▸ **SOURCE TEXT**
+ + +

Cloud-Optimized Data

  • When? July 14 @ 4:00 PM – 5:30 PM EST
  • Who? Patrick Quinn, Trevor Skaggs
  • What? Panel

This session will seek to summarize our current understanding of best practices for creating, using and cataloging cloud-optimized data. Speakers are sought to address any part of this research space, including metadata handling, chunking, compression, filtering, sparse datasets, tooling, libraries, workflows, and cloud experiences with formats like Cloud-Optimized GeoTIFF (COG), Parquet, Zarr, TileDB, NetCDF4 and HDF5.

https://sched.co/cIwJ

Public-Private Partnerships in the Age of the COVID-19 Global Pandemic – Part 2

  • When? July 16 @ 4:00 PM – 5:30 PM
  • Who? Dan Pilone
  • What? Panel

COVID-19 has turned our worlds upside down, impacting our lives, our businesses and the economy in significant ways. Emergency response has had to adapt rapidly to an unseen and deadly virus. Decisions are being driven, mostly by data and that data needs to be trusted. This session will focus on identifying how the disaster response community trusts data. The All Hazards Consortium and ESIP have come up with Operational Readiness Levels (ORL) for trusted data and this is being embraced by private and public sector organizations and agencies.

We will focus our meeting on how public-private partnerships accelerate decision making and how the identification of trusted data, and the sharing of that data, leads to rapid data-driven decision making across multiple sectors. This can save lives. We are building on the ESIP winter meeting theme of “Putting Data to Work” and our session mapping data ORLs to FEMA Community Lifelines. In this session we will continue to encourage data producers, providers and users to work with us in the Disaster Lifecyle Cluster so we can refine our definitions of trusted data and ORLs.

+ + +

▸ **DATA SHOWN**
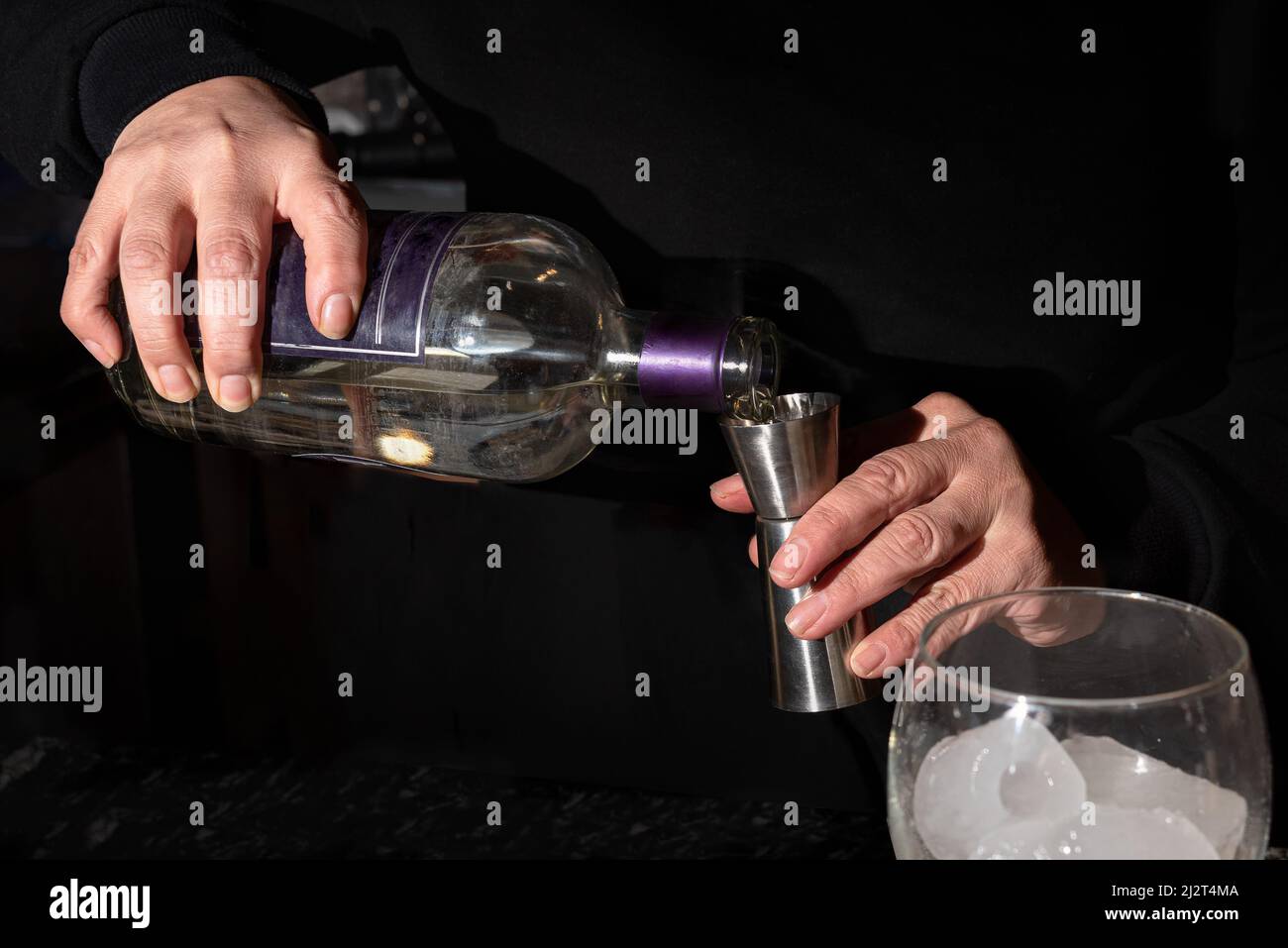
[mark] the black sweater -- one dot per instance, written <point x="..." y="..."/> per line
<point x="815" y="170"/>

+ + +

▸ **WHAT THE TASK REQUIRES**
In the session listings, which two organizations developed Operational Readiness Levels (ORL) for trusted data?

▸ **THE COMPLETED TASK**
The All Hazards Consortium and ESIP